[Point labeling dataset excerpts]
======

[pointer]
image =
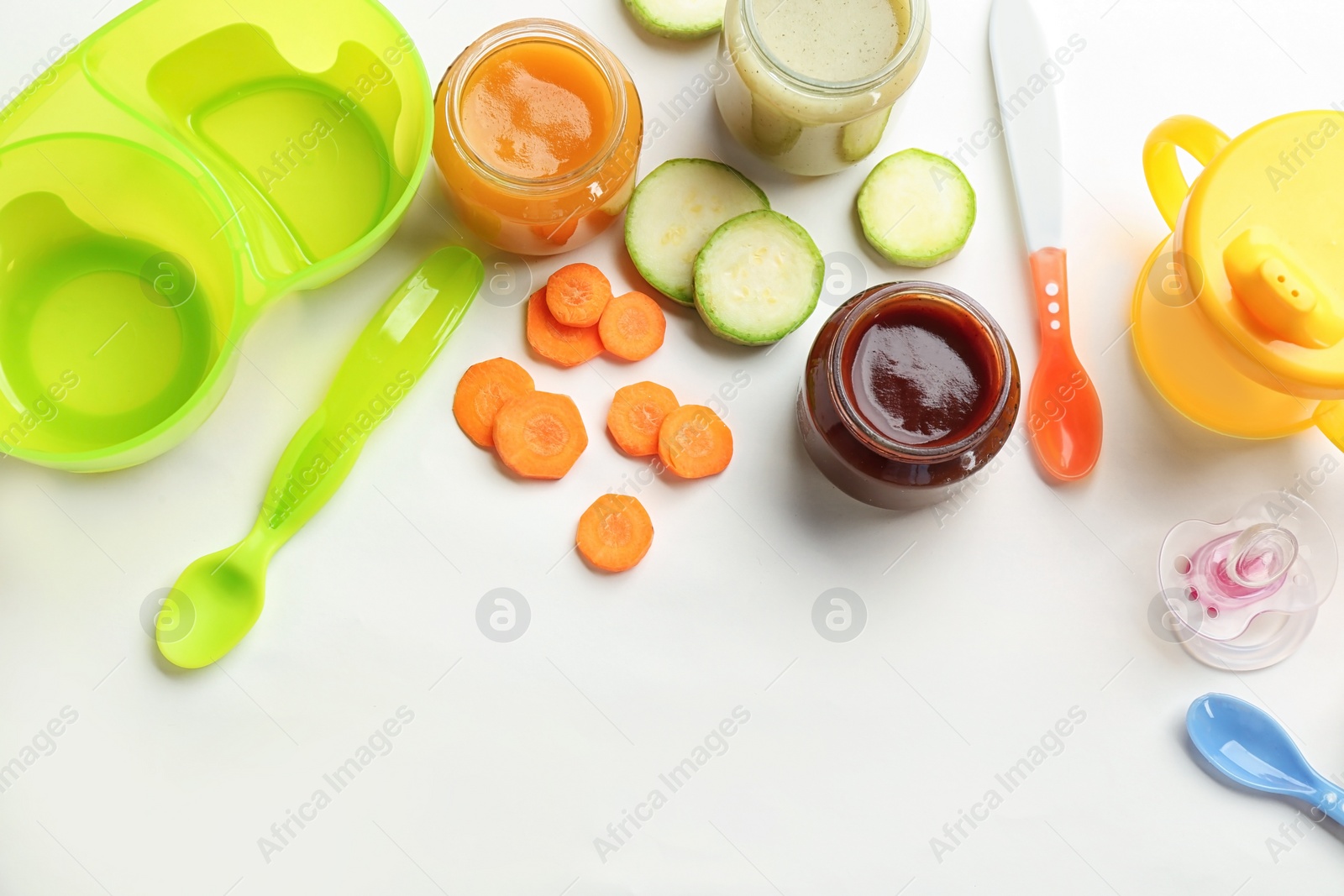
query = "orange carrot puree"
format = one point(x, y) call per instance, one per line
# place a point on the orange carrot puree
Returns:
point(537, 109)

======

Rewrite the data above with every "carrot" switched to "pumpkin" and everything else left as it is. Leave the image out of your answer.

[pointer]
image =
query = "orange pumpkin puree"
format = one point(x, y) call per instance, one per line
# place a point on the orange pumpkin puree
Returns:
point(537, 109)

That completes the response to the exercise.